[제공된 글]
DynaBERT: Dynamic BERT with Adaptive Width and Depth 리뷰

이 논문에서는 BERT, RoBERTa가 매우 좋은 성능을 보이지만, memory, computing power가 너무 많이 필요하므로 그를 압축해보는 방법을 제안한다. 아직 WIP인 논문이고, https://arxiv.org/abs/2004.04037가 링크이다. 화웨이에서 나온 논문이다.

Abstract

dynamic BERT Model 제안, width, depth 방향으로 dynamic함
Knowledge Distillation 방식으로 full BERT 모델을 width adaptive BERT로 학습한 뒤, width, depth 모두 adaptive하게 학습함

1. Introduction

기존의 Transformer-based model을 압축하거나, 추론 가속화를 시도한 방법론들:
몇몇 리서치에서 depth adaptive models도 충분한 의미가 있음을 증명
최근의 리서치는 width direction도 충분히 redundant함을 말하고 있음
- ex> Attention Head를 pruning해도 충분히 성능이 좋음
CNN에서 width, depth - adaptive하게 모델을 만들어낸 시도가 있었지만, BERT에 적용하긴 힘들다.

[과제 목표 1] 위의 DynaBERT 리뷰 글에서 "이 논문에서는 BERT, RoBERTa가"부터 "화웨이에서 나온 논문이다."까지의 구간을 한 글자도 바꾸지 말고 옮겨 적으십시오.
[과제 목표 2] DynaBERT 논문 리뷰 글의 마지막 문장 다음부터 내용을 이어서 써 주십시오.

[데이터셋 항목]

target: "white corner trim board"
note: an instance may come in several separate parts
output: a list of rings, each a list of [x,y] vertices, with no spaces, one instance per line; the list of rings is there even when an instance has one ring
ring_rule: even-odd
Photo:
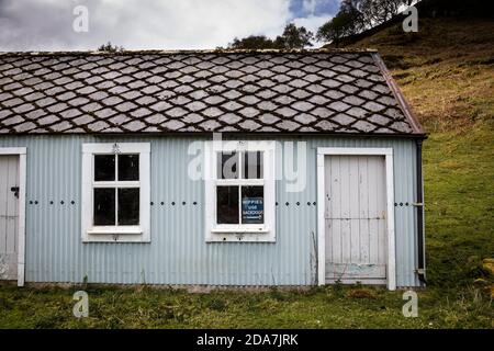
[[[135,226],[93,226],[94,155],[138,154],[138,181],[119,182],[120,186],[138,186],[139,223]],[[115,183],[115,182],[111,182]],[[136,185],[137,184],[137,185]],[[82,144],[81,178],[82,242],[150,242],[150,144],[90,143]],[[100,185],[101,186],[101,185]],[[117,185],[112,185],[116,186]]]
[[[318,285],[324,285],[326,281],[326,234],[324,223],[325,206],[325,169],[324,159],[327,155],[369,155],[385,157],[386,173],[386,212],[388,212],[388,288],[396,290],[396,251],[394,233],[394,173],[393,173],[393,149],[392,148],[339,148],[319,147],[317,148],[317,279]]]
[[[25,281],[25,186],[26,186],[26,147],[2,147],[0,155],[19,156],[19,230],[18,230],[18,286]]]

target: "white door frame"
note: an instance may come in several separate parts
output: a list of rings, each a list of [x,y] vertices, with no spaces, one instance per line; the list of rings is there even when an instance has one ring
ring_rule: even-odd
[[[388,288],[396,290],[396,251],[394,237],[394,173],[392,148],[360,147],[318,147],[317,148],[317,278],[318,285],[326,283],[326,233],[325,233],[325,183],[324,159],[327,155],[369,155],[384,156],[386,169],[386,212],[388,212]]]
[[[0,156],[1,155],[19,156],[18,286],[24,286],[26,148],[0,147]]]

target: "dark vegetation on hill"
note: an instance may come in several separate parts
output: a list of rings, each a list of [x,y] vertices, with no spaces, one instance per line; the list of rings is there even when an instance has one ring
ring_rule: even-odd
[[[348,47],[379,50],[429,134],[429,286],[492,288],[482,260],[494,257],[494,21],[425,18],[418,33],[395,23]]]

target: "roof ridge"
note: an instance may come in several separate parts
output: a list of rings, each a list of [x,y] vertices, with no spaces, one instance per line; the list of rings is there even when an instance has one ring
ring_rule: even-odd
[[[313,49],[124,49],[119,52],[100,52],[100,50],[59,50],[59,52],[0,52],[1,56],[63,56],[63,55],[177,55],[177,54],[370,54],[377,53],[373,48],[313,48]]]

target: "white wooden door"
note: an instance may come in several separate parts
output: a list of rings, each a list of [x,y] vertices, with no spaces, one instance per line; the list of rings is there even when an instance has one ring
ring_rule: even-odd
[[[326,283],[386,283],[384,156],[325,157]]]
[[[0,280],[18,279],[19,156],[0,155]]]

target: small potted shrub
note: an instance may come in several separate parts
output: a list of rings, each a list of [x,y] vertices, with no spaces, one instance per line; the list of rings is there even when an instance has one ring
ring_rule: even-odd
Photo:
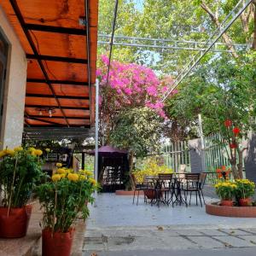
[[[0,152],[0,237],[25,236],[32,212],[27,202],[43,172],[35,148],[6,148]]]
[[[69,256],[73,237],[73,224],[81,215],[89,216],[87,202],[92,202],[92,193],[97,189],[91,173],[62,168],[61,165],[51,180],[37,189],[43,208],[43,256]]]
[[[236,179],[236,197],[241,207],[252,206],[251,196],[255,192],[255,183],[248,179]]]
[[[220,181],[215,185],[216,194],[221,199],[220,205],[233,207],[233,197],[236,195],[237,186],[230,181]]]

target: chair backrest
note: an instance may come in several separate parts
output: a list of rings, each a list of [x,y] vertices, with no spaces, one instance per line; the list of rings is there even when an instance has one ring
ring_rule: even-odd
[[[207,172],[201,172],[200,173],[200,178],[199,178],[199,183],[201,189],[202,189],[204,188],[206,179],[207,179]]]
[[[159,173],[158,178],[160,180],[172,180],[172,173]]]
[[[131,177],[131,183],[135,188],[136,185],[137,185],[137,181],[136,181],[136,178],[135,178],[135,175],[133,173],[130,173],[130,177]]]
[[[185,179],[193,182],[200,181],[201,173],[185,173]]]

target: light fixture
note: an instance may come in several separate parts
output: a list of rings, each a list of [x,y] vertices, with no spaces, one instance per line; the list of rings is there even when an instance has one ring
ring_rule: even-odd
[[[49,115],[49,117],[52,117],[52,114],[55,113],[55,108],[54,107],[45,107],[45,108],[37,108],[36,111],[38,111],[39,115],[43,116],[43,113],[45,113],[44,115]],[[46,116],[44,116],[46,117]]]

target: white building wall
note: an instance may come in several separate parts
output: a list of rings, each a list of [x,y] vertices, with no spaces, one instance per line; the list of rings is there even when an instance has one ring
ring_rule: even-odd
[[[27,61],[18,37],[1,6],[0,30],[9,43],[1,127],[0,148],[3,148],[21,143]]]

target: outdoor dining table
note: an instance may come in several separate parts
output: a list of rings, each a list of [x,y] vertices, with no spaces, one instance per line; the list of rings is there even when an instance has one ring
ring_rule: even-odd
[[[150,201],[151,205],[156,204],[158,207],[160,207],[160,203],[163,203],[167,206],[172,203],[173,207],[175,204],[186,204],[182,196],[182,180],[183,178],[180,178],[177,176],[172,176],[172,180],[166,180],[168,183],[166,185],[167,185],[167,187],[163,187],[163,180],[158,176],[148,176],[146,177],[146,182],[148,185],[148,190],[150,189],[151,191],[154,191],[154,197],[151,199]],[[168,194],[171,194],[170,198],[168,198]]]

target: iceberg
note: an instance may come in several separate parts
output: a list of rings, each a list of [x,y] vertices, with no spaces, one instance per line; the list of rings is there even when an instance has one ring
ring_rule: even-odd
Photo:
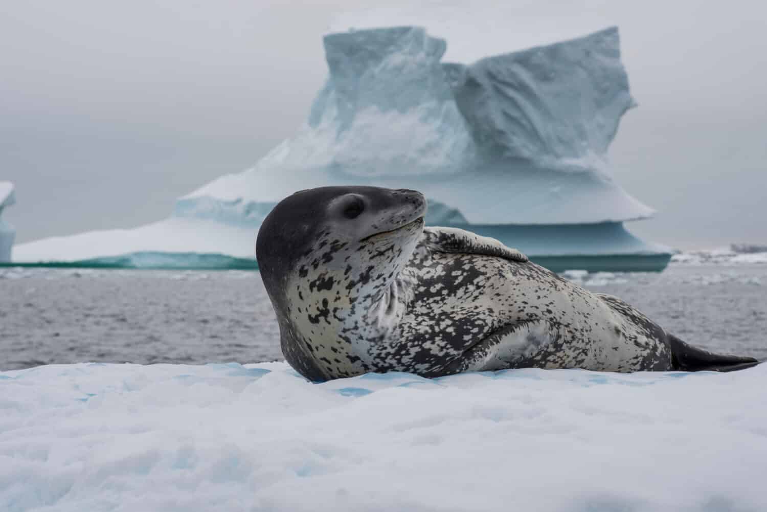
[[[607,149],[636,104],[617,28],[470,64],[442,62],[445,40],[421,27],[330,34],[324,45],[328,78],[306,123],[254,167],[179,198],[165,220],[22,244],[17,259],[252,259],[281,199],[357,184],[420,190],[428,224],[495,236],[554,270],[668,263],[670,249],[625,230],[654,212],[610,175]]]
[[[11,249],[16,237],[16,230],[2,219],[2,211],[16,202],[13,183],[0,181],[0,263],[11,261]]]
[[[0,510],[764,510],[765,385],[767,365],[0,372]]]

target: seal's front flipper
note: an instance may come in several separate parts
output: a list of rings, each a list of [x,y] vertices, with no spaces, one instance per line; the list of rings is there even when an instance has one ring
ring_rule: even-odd
[[[423,236],[426,246],[439,253],[483,254],[522,263],[528,261],[528,257],[520,251],[507,247],[494,238],[480,236],[456,227],[430,226],[423,229]]]
[[[734,372],[759,364],[754,358],[742,355],[715,354],[685,343],[669,335],[671,360],[675,370],[686,372]]]

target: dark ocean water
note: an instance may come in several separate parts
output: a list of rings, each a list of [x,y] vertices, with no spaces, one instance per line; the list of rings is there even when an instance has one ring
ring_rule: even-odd
[[[695,345],[767,359],[767,265],[567,275]],[[0,370],[281,358],[255,272],[0,269]]]

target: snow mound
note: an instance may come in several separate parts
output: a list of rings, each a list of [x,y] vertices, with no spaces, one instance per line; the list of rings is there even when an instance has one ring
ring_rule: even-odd
[[[0,263],[11,261],[11,249],[16,237],[16,230],[2,220],[2,210],[16,203],[13,183],[0,181]]]
[[[0,509],[761,510],[765,385],[767,365],[324,384],[285,363],[6,372]]]

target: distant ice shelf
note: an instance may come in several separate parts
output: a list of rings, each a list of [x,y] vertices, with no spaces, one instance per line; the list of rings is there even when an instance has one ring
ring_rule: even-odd
[[[11,249],[16,237],[16,230],[3,220],[2,212],[15,202],[16,194],[13,183],[0,181],[0,263],[11,260]]]
[[[179,198],[165,220],[21,244],[15,260],[194,266],[202,254],[240,265],[283,197],[373,185],[420,190],[427,224],[496,236],[555,270],[668,263],[669,248],[623,227],[653,210],[610,175],[607,149],[636,104],[616,28],[470,64],[442,62],[445,40],[420,27],[324,45],[329,76],[306,123],[253,167]]]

[모범 답안 1]
이 논문에서는 BERT, RoBERTa가 매우 좋은 성능을 보이지만, memory, computing power가 너무 많이 필요하므로 그를 압축해보는 방법을 제안한다. 아직 WIP인 논문이고, https://arxiv.org/abs/2004.04037가 링크이다. 화웨이에서 나온 논문이다.

[모범 답안 2]
- Transformer 레이어 안의 Multi Head Attention과 Position wise Feed Forward Network 때문
Training 방법
- width adaptive BERT 학습 : attention heads랑 neuron 중 중요한 것들만 rewire한 뒤 distillation 진행
- adaptive BERT 학습 : width adaptive BERT에서 initialize한 뒤에 width, depth 둘 다 distillation

2.1. Transformer Layer

이거는 그냥 Transformer 설명임

2.2. Compression for Transformer/BERT

Low Rank Approximation
- weight matrix를 두 lower rank matrix의 곱으로 근사한다.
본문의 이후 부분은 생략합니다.